> _Position identification items_:
──────────────────────────────

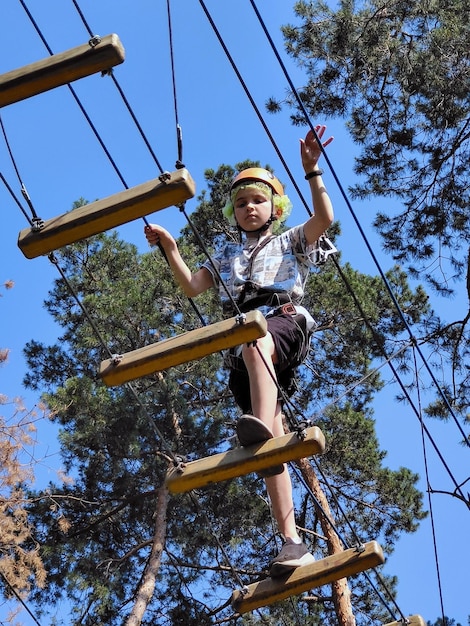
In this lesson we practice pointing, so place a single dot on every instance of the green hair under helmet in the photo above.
(282, 206)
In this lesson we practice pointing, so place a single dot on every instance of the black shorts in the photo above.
(291, 345)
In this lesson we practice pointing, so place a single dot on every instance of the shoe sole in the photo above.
(281, 569)
(250, 431)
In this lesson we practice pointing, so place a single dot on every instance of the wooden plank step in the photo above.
(412, 620)
(241, 461)
(188, 346)
(60, 69)
(97, 217)
(302, 579)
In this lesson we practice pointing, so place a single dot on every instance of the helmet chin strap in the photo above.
(264, 228)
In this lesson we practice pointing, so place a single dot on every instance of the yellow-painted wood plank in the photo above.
(302, 579)
(188, 346)
(97, 217)
(412, 620)
(241, 461)
(60, 69)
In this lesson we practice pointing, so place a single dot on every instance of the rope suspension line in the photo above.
(179, 164)
(361, 231)
(428, 484)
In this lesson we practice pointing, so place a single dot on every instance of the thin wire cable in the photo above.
(179, 136)
(428, 485)
(339, 185)
(121, 93)
(20, 599)
(328, 161)
(165, 445)
(361, 231)
(35, 219)
(335, 529)
(28, 218)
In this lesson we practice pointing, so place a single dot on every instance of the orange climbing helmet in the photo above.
(281, 206)
(258, 174)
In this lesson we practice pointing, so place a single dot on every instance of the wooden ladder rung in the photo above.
(60, 69)
(412, 620)
(241, 461)
(302, 579)
(188, 346)
(97, 217)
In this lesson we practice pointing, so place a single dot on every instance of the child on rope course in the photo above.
(266, 271)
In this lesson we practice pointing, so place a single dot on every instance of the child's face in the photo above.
(252, 209)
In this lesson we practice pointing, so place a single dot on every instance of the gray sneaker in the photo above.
(291, 556)
(251, 430)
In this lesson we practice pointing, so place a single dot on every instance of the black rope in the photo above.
(338, 534)
(179, 134)
(35, 219)
(428, 485)
(166, 446)
(19, 598)
(364, 237)
(16, 199)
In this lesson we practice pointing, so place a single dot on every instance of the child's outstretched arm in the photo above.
(322, 218)
(191, 283)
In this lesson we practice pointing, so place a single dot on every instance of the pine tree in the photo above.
(101, 541)
(398, 74)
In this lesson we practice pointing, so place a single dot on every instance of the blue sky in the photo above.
(60, 160)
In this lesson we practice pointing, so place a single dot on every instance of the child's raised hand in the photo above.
(157, 235)
(310, 149)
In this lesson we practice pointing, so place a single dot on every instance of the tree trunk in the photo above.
(147, 586)
(340, 591)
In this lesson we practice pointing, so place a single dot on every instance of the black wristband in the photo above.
(312, 174)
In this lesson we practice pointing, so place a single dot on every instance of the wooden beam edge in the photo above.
(60, 69)
(412, 620)
(107, 213)
(241, 461)
(317, 574)
(182, 348)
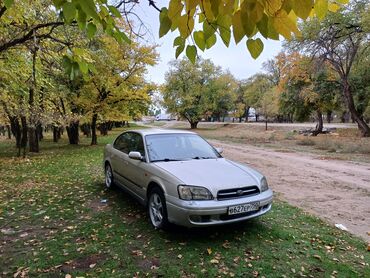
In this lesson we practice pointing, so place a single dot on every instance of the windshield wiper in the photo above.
(165, 160)
(202, 157)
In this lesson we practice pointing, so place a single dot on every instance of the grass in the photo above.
(53, 222)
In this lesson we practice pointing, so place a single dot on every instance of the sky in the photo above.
(234, 58)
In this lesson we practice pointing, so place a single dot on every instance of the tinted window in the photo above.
(130, 142)
(178, 147)
(121, 143)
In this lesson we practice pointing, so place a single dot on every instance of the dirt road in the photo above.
(338, 191)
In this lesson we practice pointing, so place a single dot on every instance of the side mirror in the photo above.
(219, 150)
(135, 155)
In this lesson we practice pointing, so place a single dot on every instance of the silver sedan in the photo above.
(182, 179)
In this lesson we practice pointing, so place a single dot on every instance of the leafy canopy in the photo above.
(201, 22)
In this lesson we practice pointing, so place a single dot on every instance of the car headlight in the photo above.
(264, 184)
(188, 192)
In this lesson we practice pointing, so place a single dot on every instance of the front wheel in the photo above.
(157, 209)
(108, 176)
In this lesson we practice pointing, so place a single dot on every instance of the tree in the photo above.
(187, 87)
(221, 95)
(116, 90)
(338, 39)
(269, 18)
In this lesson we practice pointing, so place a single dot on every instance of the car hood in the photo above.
(215, 174)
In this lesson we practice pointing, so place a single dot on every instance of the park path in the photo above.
(338, 191)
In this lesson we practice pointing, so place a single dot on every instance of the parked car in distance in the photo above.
(184, 180)
(164, 117)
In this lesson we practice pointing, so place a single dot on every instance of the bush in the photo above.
(306, 142)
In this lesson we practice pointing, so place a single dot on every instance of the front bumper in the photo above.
(214, 212)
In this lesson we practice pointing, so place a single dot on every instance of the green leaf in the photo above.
(121, 36)
(58, 3)
(262, 26)
(91, 30)
(114, 11)
(211, 41)
(191, 53)
(165, 22)
(238, 30)
(199, 40)
(84, 67)
(179, 50)
(69, 11)
(247, 23)
(88, 6)
(178, 41)
(8, 3)
(321, 8)
(224, 23)
(81, 19)
(302, 8)
(208, 30)
(255, 47)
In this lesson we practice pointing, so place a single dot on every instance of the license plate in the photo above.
(243, 208)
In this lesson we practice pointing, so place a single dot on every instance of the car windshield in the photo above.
(178, 147)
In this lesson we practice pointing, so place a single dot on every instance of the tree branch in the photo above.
(29, 35)
(2, 11)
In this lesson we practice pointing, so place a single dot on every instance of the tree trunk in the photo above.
(193, 125)
(328, 116)
(23, 141)
(363, 127)
(33, 139)
(40, 131)
(9, 131)
(247, 113)
(56, 133)
(320, 123)
(94, 139)
(16, 130)
(72, 132)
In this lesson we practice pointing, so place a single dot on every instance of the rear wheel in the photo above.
(157, 209)
(108, 176)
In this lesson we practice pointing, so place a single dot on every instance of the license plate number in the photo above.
(243, 208)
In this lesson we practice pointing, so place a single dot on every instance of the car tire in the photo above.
(157, 209)
(109, 180)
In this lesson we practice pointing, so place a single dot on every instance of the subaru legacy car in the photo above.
(182, 179)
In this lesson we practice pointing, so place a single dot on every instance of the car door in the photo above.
(120, 159)
(135, 168)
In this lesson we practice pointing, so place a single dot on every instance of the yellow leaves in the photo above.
(272, 6)
(284, 25)
(165, 22)
(321, 8)
(238, 30)
(302, 8)
(255, 47)
(247, 18)
(186, 26)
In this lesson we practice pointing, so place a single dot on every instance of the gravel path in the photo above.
(336, 190)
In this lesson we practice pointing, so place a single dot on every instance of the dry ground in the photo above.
(339, 191)
(328, 175)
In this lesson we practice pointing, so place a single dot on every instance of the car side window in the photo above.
(137, 144)
(130, 142)
(122, 142)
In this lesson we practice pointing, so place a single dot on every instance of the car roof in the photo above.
(151, 131)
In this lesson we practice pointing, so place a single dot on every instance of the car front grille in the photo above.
(234, 193)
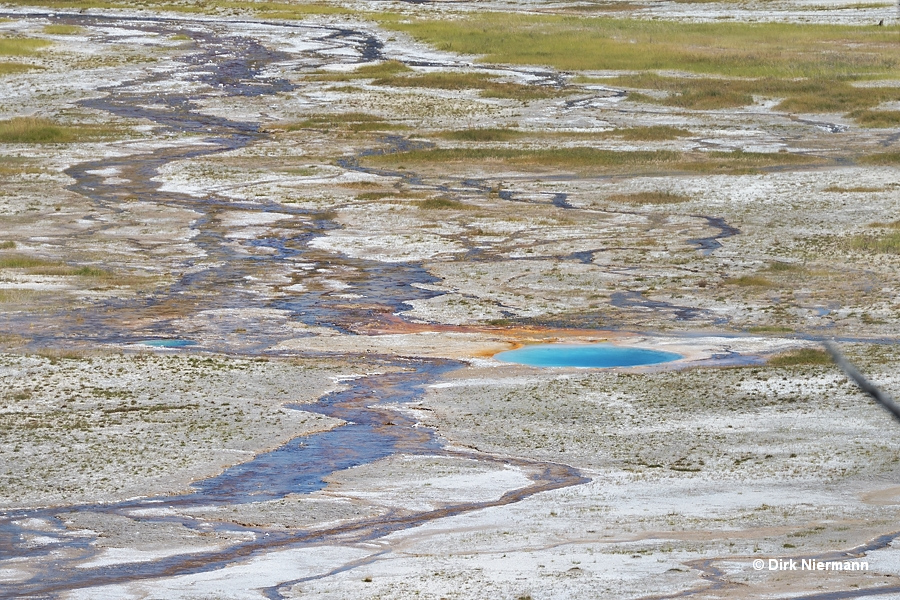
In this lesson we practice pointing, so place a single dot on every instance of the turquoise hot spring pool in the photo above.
(589, 356)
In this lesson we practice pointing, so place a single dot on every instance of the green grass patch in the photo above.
(815, 95)
(882, 159)
(442, 204)
(785, 50)
(17, 295)
(651, 133)
(489, 86)
(23, 262)
(648, 198)
(751, 281)
(348, 121)
(13, 68)
(35, 130)
(62, 29)
(596, 160)
(769, 329)
(852, 190)
(803, 356)
(382, 69)
(877, 118)
(487, 134)
(877, 224)
(888, 243)
(39, 266)
(782, 267)
(21, 46)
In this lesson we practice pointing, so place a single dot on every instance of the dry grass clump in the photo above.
(650, 133)
(882, 159)
(597, 160)
(62, 29)
(751, 281)
(443, 204)
(38, 266)
(803, 356)
(852, 190)
(786, 50)
(487, 134)
(350, 121)
(18, 295)
(36, 130)
(489, 86)
(655, 197)
(809, 95)
(21, 46)
(12, 68)
(877, 118)
(888, 243)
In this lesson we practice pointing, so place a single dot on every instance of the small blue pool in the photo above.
(596, 356)
(167, 343)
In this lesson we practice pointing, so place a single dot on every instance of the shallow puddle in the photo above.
(590, 356)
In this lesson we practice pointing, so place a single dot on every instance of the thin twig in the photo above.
(864, 384)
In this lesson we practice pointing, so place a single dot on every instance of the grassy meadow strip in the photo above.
(11, 46)
(35, 130)
(782, 50)
(594, 160)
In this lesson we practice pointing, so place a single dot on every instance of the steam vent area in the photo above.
(449, 300)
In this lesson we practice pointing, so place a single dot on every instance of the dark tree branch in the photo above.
(864, 384)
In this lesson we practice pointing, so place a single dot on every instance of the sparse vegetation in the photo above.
(888, 243)
(783, 50)
(803, 356)
(21, 46)
(442, 204)
(487, 134)
(595, 160)
(751, 281)
(36, 130)
(62, 29)
(489, 86)
(656, 197)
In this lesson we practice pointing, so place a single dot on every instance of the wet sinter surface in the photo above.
(235, 64)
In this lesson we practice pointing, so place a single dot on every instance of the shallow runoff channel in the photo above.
(233, 63)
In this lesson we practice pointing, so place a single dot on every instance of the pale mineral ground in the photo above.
(256, 259)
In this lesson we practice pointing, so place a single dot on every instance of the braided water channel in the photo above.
(234, 65)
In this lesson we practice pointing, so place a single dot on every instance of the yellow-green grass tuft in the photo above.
(487, 134)
(877, 118)
(751, 281)
(651, 133)
(382, 69)
(21, 46)
(803, 356)
(36, 130)
(63, 29)
(574, 43)
(809, 95)
(442, 204)
(13, 68)
(488, 86)
(596, 160)
(882, 158)
(853, 190)
(657, 197)
(888, 243)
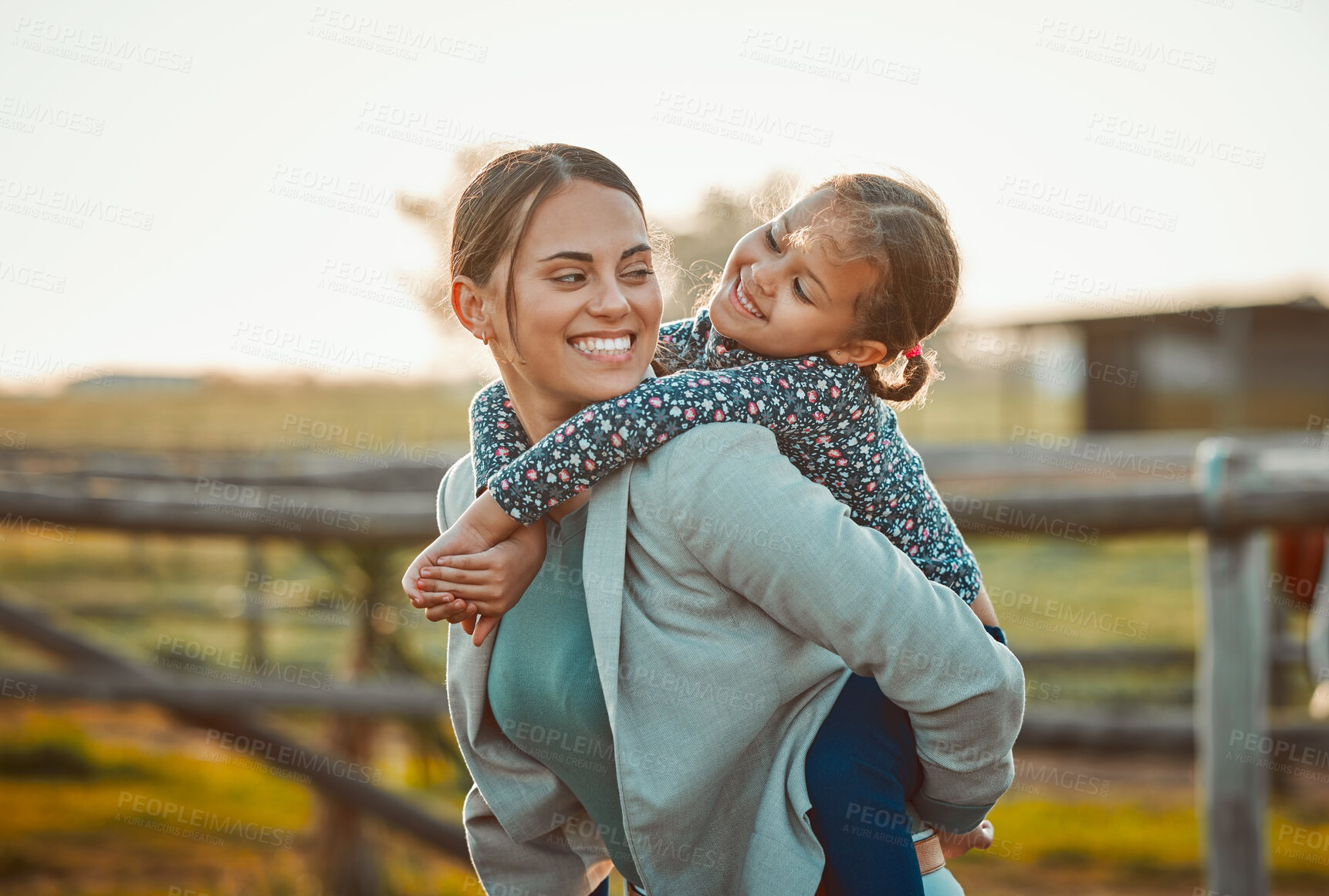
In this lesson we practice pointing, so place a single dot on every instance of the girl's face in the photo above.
(784, 301)
(587, 303)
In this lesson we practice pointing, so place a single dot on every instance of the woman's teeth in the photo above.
(743, 301)
(604, 346)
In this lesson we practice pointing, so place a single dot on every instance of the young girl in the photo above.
(780, 355)
(775, 349)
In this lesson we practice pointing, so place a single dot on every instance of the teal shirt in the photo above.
(545, 691)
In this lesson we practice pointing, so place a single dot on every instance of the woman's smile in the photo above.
(605, 346)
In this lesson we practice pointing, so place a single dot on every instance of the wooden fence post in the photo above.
(1233, 678)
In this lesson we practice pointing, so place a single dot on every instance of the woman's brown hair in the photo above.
(493, 213)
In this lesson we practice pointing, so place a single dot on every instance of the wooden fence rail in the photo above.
(1236, 491)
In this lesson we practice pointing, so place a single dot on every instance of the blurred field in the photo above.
(66, 766)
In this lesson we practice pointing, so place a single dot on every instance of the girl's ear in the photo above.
(469, 306)
(860, 351)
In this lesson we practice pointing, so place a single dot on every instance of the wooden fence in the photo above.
(1233, 491)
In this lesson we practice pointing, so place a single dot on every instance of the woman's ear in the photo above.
(469, 306)
(860, 351)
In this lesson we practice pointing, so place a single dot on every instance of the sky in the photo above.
(210, 189)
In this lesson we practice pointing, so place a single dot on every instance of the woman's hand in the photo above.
(957, 844)
(485, 584)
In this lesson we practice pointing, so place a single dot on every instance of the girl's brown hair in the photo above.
(493, 213)
(901, 226)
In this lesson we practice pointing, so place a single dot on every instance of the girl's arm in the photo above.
(686, 340)
(916, 520)
(796, 395)
(497, 436)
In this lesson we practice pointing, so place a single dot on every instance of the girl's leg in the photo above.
(861, 769)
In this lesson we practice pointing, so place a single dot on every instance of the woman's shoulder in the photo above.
(456, 491)
(682, 469)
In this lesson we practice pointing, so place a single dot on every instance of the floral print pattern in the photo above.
(824, 418)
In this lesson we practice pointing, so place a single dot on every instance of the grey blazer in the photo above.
(729, 600)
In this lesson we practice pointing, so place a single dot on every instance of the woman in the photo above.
(655, 710)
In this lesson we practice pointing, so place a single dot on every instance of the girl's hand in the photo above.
(482, 526)
(957, 844)
(458, 588)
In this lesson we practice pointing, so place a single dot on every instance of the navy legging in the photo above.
(861, 769)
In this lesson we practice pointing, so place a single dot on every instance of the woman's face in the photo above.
(587, 303)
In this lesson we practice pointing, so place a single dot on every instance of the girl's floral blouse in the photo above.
(824, 418)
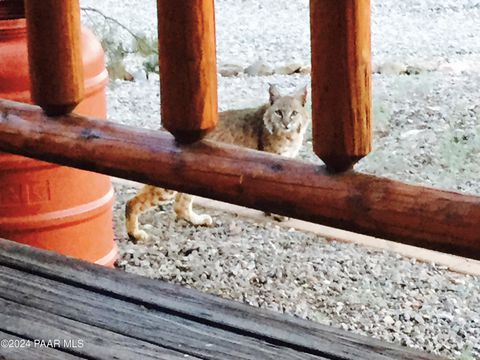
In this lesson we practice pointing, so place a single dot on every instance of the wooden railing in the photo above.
(341, 95)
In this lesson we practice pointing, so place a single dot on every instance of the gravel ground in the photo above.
(426, 132)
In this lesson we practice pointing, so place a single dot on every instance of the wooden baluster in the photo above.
(341, 81)
(188, 70)
(54, 48)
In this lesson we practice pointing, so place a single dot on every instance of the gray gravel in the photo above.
(426, 131)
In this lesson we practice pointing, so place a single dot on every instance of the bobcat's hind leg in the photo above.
(147, 197)
(183, 209)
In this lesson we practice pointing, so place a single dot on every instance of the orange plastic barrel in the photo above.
(53, 207)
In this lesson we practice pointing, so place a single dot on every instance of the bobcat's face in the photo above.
(286, 114)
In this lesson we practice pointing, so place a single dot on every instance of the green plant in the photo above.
(116, 52)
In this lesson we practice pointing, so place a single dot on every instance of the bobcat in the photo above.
(277, 127)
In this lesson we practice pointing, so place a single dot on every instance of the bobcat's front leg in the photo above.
(148, 197)
(183, 209)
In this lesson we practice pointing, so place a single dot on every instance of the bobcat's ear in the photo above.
(301, 95)
(274, 94)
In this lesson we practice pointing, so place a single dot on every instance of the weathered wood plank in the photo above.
(419, 216)
(210, 310)
(137, 321)
(341, 81)
(90, 341)
(54, 52)
(186, 41)
(18, 348)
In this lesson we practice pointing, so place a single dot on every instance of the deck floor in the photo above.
(52, 307)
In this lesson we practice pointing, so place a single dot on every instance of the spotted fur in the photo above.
(277, 127)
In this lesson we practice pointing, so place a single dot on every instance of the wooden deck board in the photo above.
(169, 316)
(136, 321)
(19, 348)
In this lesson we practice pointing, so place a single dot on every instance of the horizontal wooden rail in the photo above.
(419, 216)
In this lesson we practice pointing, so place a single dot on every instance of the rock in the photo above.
(230, 70)
(259, 68)
(306, 69)
(288, 69)
(391, 68)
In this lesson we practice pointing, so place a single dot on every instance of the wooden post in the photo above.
(419, 216)
(55, 57)
(341, 81)
(188, 70)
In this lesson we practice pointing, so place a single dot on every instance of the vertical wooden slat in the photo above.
(341, 81)
(54, 48)
(188, 71)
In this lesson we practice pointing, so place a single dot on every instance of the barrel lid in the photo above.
(12, 9)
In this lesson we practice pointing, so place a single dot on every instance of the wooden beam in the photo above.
(188, 68)
(55, 57)
(420, 216)
(341, 81)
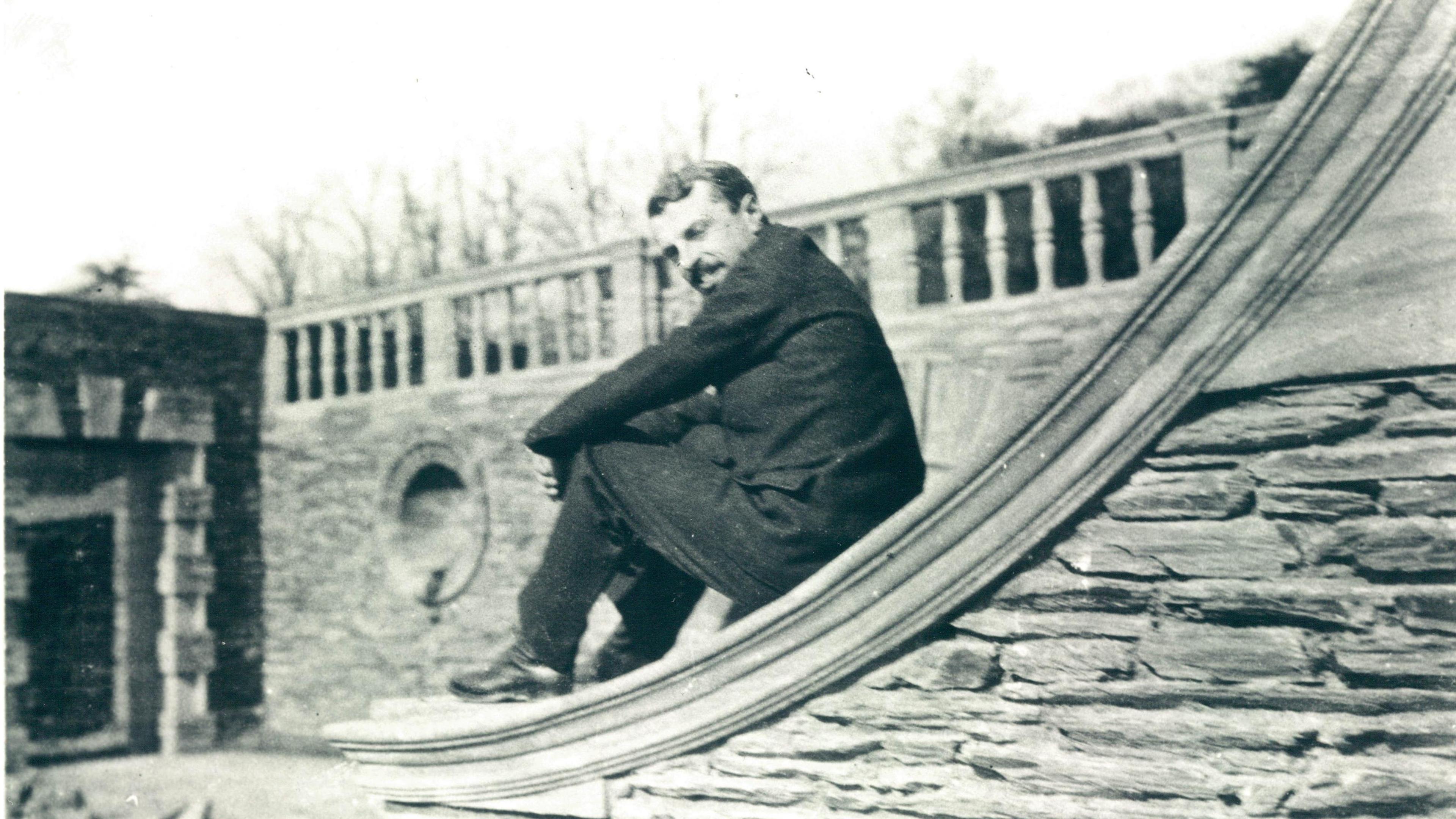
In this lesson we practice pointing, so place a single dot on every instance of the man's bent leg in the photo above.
(654, 605)
(579, 563)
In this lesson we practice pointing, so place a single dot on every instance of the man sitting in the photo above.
(743, 452)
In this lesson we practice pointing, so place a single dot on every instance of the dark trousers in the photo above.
(638, 521)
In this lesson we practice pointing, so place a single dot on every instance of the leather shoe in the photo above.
(513, 678)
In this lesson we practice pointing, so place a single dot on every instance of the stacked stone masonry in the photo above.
(1258, 621)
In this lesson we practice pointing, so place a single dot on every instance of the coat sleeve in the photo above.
(733, 323)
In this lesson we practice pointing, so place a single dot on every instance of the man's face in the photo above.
(704, 235)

──────────────────────────────

> _Required task_:
Reproduce the lines from the one containing "masonry in the photo above." through the end of the items above, with nothing before or after them.

> _Answer for the task_:
In this lesson we practice pointing, so place a single dot on every instance of the stacked stone masonry in the photo above.
(1258, 621)
In this lesson we practice pointing, so place a single dot on every instance of the coat sleeve in the photo above.
(733, 323)
In this lesson we practice pointing, so place a single dot on every instance of the man's face in the photo above.
(704, 235)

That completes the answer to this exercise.